Point placement records
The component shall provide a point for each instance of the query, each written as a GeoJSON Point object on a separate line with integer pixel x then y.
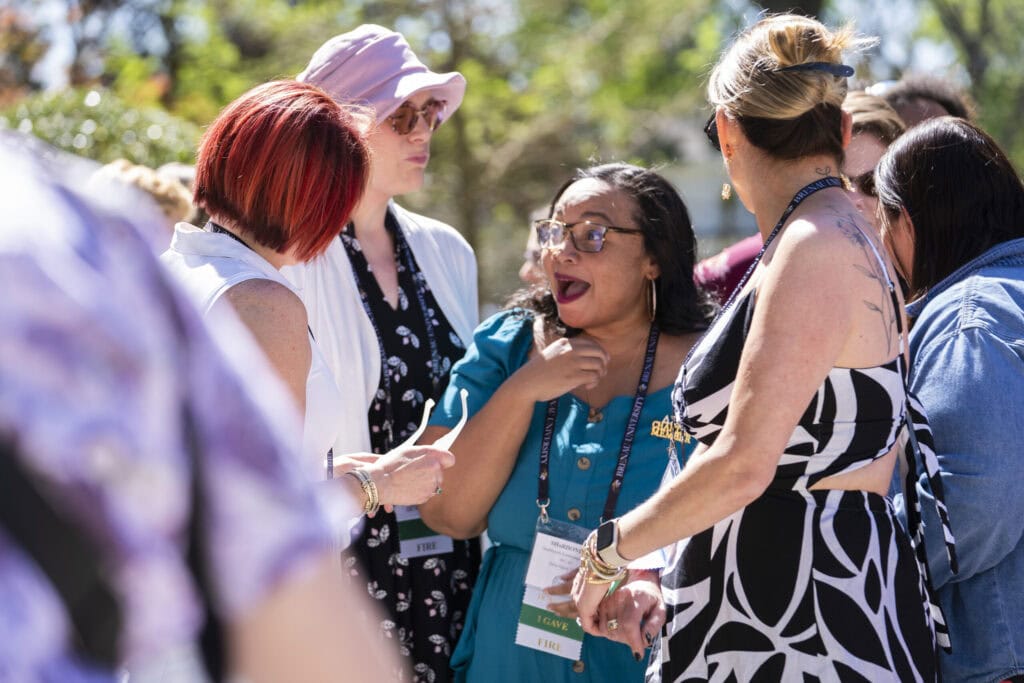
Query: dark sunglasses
{"type": "Point", "coordinates": [711, 130]}
{"type": "Point", "coordinates": [407, 116]}
{"type": "Point", "coordinates": [586, 237]}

● **Exercise aim**
Please put the lines above into a JSON list of strings with one string per line, skipping any blank lines. Leave the pictures out of it.

● **Solution for this problem**
[
  "The component shall provide a point for each instance of the query, each written as a GeoJSON Point object on a separate line with integer pixel x then y.",
  "Query: dark sunglasses",
  "{\"type\": \"Point\", \"coordinates\": [711, 130]}",
  "{\"type\": \"Point\", \"coordinates\": [407, 116]}",
  "{\"type\": \"Point\", \"coordinates\": [586, 237]}"
]